It happened to me last winter, while I was visiting family out of town and had the luxury to participate rather than lead worship for a change.  This should be a good thing, right?  It was a congregation of mostly young adults and young families.  The music was just a little edgy and well-done (although I may be just a tad biased; one of my own family is in the band).  I loved the play area for children in the back of the church, and the fact that after the first fifteen minutes of the service, there was a fellowship break with time for coffee before settling in for the sermon.

Then came the sermon, very long, and earnest, I remember, although, I will confess I don't remember much more about it any more.  I do remember, however, an illustration about the difference between rivers and lakes, and how, in God's way of thinking, it is much better for us (as individuals) to be like a river than it is to be like a lake.  Rivers are good; lakes are bad.  Why?  A river flows.  It is healthy; it has a source and a destination.  A lake just sits there.

Well.

In my mind I understood that this was a metaphor, and as a metaphor, I suppose it was just fine.  He was trying to say that we too need to know our source, and be flowing toward a destination, rather than just sitting there, keeping it all to ourselves.

And yet….

I kept thinking, he is being unfair to lakes.  Lakes don't just sit there.  If they are healthy, they also have an inlet and an outlet.  Just because they are (often) deep and you can't seem the bottom, and just because you can't see them flowing, doesn't mean that they are just sitting there.  Think about Lake Pepin, after all.  Lake Pepin is a lake inside a river.  The river flows into the lake and back out again.  Or, think about the chain of lakes in my own hometown.  There are four lakes that flow one from the other.  They are not stagnant, although it is true that they are not so healthy any more.  But that is not their fault.

### Provided material
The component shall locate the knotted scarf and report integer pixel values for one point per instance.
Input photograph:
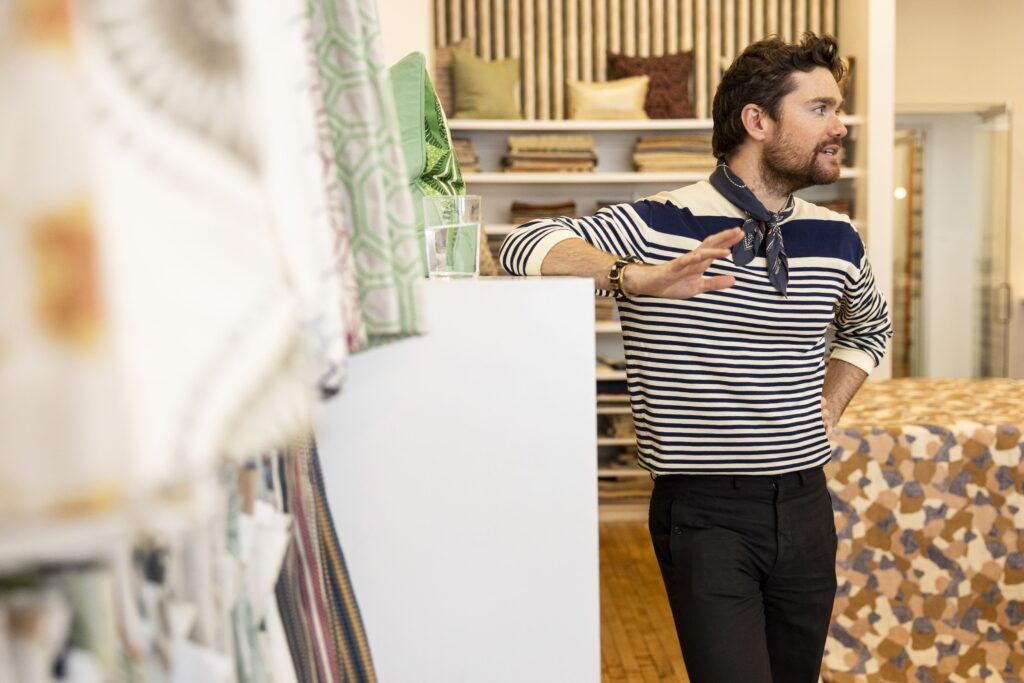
(760, 224)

### Exercise description
Write out the part of the passage on rivers and lakes starting with "In my mind I" and going on through "all to ourselves.". None of the material figures in what comes next.

### Solved problem
In my mind I understood that this was a metaphor, and as a metaphor, I suppose it was just fine.  He was trying to say that we too need to know our source, and be flowing toward a destination, rather than just sitting there, keeping it all to ourselves.